PERSPECTIVE: Holding companies reflect the personal traits of their heads

So, having just repaired damaged relationships after the Top 300 School Reports, this week we junk some familiar elements, devote seven pages to comparing the giant agency groups in devious detail, and lose virtually every friend in high places we ever had. Fun - it's a dangerous concept.

First, a few words on the rationale behind the report (Sizing up the Supergroups, p15). While much is written about these groups in isolation, we believe no magazine has set out to compare them in this way or in such detail. With the exception of Publicis and Dentsu who sell advertising space as well as buying it, the global holding companies all have similar business mixes and impressive client lists, so their growth should be similar. But, of course, it's not. The operating strategies of the groups may be broadly similar, but operating realities and controls vary wildly, as do the quality and breadth of coverage of key disciplines.

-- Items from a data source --
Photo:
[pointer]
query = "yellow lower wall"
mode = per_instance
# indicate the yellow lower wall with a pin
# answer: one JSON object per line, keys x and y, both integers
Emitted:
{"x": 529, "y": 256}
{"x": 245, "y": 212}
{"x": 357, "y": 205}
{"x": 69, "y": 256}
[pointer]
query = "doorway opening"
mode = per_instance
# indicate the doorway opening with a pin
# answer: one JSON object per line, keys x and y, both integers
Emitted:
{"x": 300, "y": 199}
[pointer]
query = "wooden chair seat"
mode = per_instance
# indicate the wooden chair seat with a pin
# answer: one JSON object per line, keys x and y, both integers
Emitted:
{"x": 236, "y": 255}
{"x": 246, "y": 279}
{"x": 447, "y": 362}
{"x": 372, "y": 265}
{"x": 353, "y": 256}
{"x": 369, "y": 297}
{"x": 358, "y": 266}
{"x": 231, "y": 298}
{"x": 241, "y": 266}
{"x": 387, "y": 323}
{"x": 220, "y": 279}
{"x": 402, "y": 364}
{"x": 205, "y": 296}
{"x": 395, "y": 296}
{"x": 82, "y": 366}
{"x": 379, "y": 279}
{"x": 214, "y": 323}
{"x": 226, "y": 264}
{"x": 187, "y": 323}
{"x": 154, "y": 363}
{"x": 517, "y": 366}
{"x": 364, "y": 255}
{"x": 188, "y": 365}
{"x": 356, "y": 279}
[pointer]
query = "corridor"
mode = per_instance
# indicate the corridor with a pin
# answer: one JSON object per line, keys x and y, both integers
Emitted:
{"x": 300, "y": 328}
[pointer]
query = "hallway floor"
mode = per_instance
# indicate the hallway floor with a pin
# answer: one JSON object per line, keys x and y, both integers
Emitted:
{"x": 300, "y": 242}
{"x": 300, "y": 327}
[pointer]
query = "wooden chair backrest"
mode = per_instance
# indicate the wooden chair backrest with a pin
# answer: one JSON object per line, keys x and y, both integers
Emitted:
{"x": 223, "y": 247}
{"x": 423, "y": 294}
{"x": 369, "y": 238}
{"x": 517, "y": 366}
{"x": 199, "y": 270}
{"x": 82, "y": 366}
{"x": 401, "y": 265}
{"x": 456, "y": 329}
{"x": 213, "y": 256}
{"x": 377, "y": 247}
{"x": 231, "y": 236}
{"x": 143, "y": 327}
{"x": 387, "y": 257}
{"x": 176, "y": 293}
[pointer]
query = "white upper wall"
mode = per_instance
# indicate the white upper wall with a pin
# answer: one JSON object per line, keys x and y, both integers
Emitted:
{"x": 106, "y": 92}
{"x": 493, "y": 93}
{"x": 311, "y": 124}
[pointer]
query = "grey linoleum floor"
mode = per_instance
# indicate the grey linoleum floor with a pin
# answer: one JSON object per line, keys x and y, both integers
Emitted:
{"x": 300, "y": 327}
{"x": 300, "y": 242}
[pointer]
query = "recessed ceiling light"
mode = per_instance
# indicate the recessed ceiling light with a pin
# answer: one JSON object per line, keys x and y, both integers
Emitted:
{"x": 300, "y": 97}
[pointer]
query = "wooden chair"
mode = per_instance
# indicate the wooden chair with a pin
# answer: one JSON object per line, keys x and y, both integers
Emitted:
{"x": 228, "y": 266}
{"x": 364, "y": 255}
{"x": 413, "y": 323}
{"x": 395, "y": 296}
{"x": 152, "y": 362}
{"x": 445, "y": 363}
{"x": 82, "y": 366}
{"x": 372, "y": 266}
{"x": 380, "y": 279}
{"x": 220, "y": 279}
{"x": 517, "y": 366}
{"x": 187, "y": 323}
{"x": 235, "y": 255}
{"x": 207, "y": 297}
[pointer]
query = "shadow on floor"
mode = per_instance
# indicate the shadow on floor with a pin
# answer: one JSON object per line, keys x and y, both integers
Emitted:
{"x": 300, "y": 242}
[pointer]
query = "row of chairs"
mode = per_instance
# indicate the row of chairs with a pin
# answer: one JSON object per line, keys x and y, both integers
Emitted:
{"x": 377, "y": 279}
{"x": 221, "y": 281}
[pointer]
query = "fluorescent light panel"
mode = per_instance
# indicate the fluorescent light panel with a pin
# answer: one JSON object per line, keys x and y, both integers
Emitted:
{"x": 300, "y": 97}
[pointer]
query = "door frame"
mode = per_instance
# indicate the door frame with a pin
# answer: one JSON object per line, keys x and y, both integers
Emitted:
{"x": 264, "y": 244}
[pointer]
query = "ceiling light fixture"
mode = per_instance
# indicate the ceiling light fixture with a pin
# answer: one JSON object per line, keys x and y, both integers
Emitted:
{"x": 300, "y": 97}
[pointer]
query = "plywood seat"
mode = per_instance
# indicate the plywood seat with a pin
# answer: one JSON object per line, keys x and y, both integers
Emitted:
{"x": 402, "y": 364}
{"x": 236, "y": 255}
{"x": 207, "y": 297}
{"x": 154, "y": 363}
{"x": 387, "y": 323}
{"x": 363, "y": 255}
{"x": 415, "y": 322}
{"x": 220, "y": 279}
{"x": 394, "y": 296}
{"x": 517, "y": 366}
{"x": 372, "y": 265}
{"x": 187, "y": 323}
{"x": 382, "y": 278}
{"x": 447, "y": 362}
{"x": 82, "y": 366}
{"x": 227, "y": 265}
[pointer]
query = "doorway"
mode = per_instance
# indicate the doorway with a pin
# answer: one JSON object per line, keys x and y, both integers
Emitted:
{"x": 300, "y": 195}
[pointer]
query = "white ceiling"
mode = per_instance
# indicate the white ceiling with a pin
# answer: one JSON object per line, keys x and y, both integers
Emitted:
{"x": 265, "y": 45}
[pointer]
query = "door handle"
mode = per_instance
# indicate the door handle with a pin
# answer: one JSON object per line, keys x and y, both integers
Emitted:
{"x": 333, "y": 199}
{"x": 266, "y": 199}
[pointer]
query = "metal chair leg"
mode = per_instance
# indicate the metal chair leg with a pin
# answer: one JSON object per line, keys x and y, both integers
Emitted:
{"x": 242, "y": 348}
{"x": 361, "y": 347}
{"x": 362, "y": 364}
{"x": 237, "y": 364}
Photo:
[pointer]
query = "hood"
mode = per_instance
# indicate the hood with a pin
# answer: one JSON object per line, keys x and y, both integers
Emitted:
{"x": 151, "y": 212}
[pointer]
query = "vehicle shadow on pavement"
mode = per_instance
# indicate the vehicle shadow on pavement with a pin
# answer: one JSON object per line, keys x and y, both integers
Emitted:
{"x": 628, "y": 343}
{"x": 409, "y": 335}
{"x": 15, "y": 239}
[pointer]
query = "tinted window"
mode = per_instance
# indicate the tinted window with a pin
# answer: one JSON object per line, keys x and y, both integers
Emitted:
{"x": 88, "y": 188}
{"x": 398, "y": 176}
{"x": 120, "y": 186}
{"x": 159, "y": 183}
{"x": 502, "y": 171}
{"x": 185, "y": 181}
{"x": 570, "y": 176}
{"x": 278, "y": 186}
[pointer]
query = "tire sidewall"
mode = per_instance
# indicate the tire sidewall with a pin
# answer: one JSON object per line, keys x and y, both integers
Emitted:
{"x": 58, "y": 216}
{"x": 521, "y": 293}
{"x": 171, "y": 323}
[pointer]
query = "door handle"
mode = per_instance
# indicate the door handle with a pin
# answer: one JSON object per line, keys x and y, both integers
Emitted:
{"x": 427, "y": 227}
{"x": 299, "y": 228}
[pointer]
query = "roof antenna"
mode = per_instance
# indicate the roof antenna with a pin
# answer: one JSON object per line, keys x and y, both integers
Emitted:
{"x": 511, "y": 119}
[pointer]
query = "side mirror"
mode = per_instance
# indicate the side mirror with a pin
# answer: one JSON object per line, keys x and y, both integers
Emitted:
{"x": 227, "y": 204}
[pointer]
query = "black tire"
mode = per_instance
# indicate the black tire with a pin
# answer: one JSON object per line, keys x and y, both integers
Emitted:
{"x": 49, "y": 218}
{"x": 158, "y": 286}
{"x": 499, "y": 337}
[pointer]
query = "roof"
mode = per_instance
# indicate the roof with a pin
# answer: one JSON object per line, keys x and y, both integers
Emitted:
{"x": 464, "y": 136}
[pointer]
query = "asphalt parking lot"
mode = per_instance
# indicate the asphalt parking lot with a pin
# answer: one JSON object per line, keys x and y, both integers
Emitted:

-- Exercise instructions --
[a] In the perspective piece, why should the global holding companies' growth be similar, and why does it differ in practice? Answer in one to three sentences.
[b] Print the passage of the perspective piece starting at "So, having just" and ending at "a dangerous concept.".
The items are material separate from the perspective piece.

-- Solutions to the problems --
[a] Apart from Publicis and Dentsu, which sell advertising space as well as buying it, the global holding companies all have similar business mixes and impressive client lists. That is why their growth should be similar. It differs because their operating realities and controls vary wildly, and so do the quality and breadth of their coverage of key disciplines.

[b]
So, having just repaired damaged relationships after the Top 300 School Reports, this week we junk some familiar elements, devote seven pages to comparing the giant agency groups in devious detail, and lose virtually every friend in high places we ever had. Fun - it's a dangerous concept.